EXERCISE INSTRUCTIONS » Reproduce the stretch from the line containing "Would you mind tagging the snowy" through the end of the entries in full, requests included, shifting every coordinate in the answers by adding 84 to it. Leave the coordinates in the requests and their format samples unchanged.

Point-based annotation data »

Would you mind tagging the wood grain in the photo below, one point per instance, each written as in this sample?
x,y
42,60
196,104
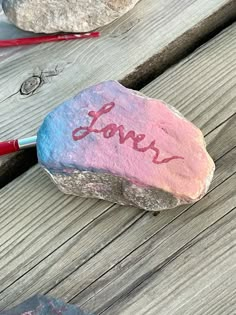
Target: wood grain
x,y
74,248
199,279
133,49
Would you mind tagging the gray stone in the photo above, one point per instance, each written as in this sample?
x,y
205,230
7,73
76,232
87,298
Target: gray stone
x,y
50,16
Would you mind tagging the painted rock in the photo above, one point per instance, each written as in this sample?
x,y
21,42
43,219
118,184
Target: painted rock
x,y
113,143
49,16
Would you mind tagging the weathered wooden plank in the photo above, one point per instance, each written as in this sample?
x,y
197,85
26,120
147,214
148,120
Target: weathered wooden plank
x,y
125,52
145,235
201,280
114,254
41,228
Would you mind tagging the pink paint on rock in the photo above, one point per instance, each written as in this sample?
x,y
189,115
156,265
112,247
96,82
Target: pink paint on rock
x,y
183,164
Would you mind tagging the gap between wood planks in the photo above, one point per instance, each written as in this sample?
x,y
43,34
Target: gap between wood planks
x,y
14,165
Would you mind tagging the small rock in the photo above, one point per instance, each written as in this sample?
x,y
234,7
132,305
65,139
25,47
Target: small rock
x,y
44,305
50,16
113,143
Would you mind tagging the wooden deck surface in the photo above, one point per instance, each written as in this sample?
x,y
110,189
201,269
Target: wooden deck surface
x,y
112,259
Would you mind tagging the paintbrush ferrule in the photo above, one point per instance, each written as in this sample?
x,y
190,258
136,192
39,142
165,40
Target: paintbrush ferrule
x,y
27,143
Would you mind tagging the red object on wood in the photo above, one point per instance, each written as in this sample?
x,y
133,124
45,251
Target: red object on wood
x,y
9,147
46,39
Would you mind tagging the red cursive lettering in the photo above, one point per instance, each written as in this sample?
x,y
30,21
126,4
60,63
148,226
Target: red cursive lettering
x,y
112,129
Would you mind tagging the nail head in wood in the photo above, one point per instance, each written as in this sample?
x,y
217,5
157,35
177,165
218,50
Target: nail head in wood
x,y
30,85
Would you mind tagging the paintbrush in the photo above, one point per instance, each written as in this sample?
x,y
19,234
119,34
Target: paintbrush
x,y
11,146
46,39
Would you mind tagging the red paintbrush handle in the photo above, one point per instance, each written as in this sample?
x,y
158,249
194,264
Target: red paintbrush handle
x,y
9,147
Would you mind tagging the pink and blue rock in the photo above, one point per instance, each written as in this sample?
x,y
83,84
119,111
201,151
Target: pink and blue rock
x,y
113,143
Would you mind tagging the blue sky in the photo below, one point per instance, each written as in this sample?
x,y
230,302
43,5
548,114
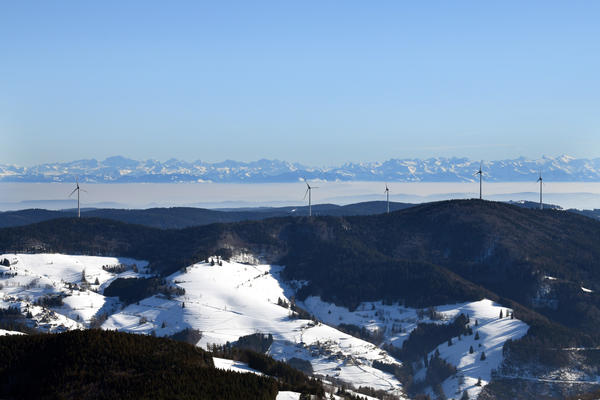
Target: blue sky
x,y
320,82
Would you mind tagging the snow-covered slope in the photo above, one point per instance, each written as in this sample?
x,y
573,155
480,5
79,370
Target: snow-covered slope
x,y
396,322
234,299
120,169
50,290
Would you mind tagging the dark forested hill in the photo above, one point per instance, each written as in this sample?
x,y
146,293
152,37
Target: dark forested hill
x,y
425,255
183,217
96,364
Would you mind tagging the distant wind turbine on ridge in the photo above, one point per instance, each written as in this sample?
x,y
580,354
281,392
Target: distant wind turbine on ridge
x,y
480,173
309,192
540,180
77,189
387,194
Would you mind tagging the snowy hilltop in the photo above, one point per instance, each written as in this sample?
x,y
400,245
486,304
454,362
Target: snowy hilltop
x,y
123,170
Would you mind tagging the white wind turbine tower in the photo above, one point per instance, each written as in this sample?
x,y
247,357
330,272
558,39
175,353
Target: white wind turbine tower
x,y
309,192
480,173
387,195
77,189
540,180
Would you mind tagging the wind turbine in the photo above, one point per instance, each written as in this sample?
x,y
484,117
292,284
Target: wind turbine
x,y
77,189
540,180
309,192
480,173
387,195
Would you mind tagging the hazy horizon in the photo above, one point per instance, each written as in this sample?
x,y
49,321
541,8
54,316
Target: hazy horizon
x,y
17,196
319,82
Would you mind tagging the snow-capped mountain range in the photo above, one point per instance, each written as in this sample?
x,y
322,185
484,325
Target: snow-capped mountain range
x,y
124,170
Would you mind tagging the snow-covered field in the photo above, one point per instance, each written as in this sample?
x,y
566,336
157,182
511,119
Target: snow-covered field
x,y
234,299
34,281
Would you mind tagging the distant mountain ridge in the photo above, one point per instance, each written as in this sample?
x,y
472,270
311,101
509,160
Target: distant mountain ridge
x,y
124,170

RESULT OF THE TASK »
Would you mind tagging the snowy hilltop in the photo above, one point per instance, each written as in this sample?
x,y
400,245
486,304
454,362
Target: snowy hilltop
x,y
207,254
Would you mind tagging the white wind turbine tower in the photo above, one point per instance, each written as in this sample?
x,y
247,357
330,272
558,39
175,353
Target: white wind turbine tower
x,y
393,276
564,257
471,279
161,273
624,264
Would you mind tagging the wind turbine in the photo above, one point per instance, each written as in this sample?
x,y
484,117
292,284
Target: wind turbine
x,y
161,273
624,264
393,276
564,257
471,279
Would you mind tagging the hazy horizon in the photo above, one point per instance, each written as in this sample?
x,y
49,321
541,8
54,316
Target: hazy horizon
x,y
101,280
403,166
Would you mind tagging the snow-capped mountain range in the photo above, one point per instance, each written as in this sample?
x,y
322,185
484,325
Target: snow-capped mountain range
x,y
208,254
Would you mind tagging the snow-covered field in the photo above, one point per instance, each written as in this sample?
x,y
566,336
157,182
511,119
Target: snow-covered field
x,y
318,383
118,365
Would you mind tagging the distant mountain ridge in the photo above, one point per instance, each written as in this sample?
x,y
472,270
311,101
509,160
Target: distant mountain ridge
x,y
208,254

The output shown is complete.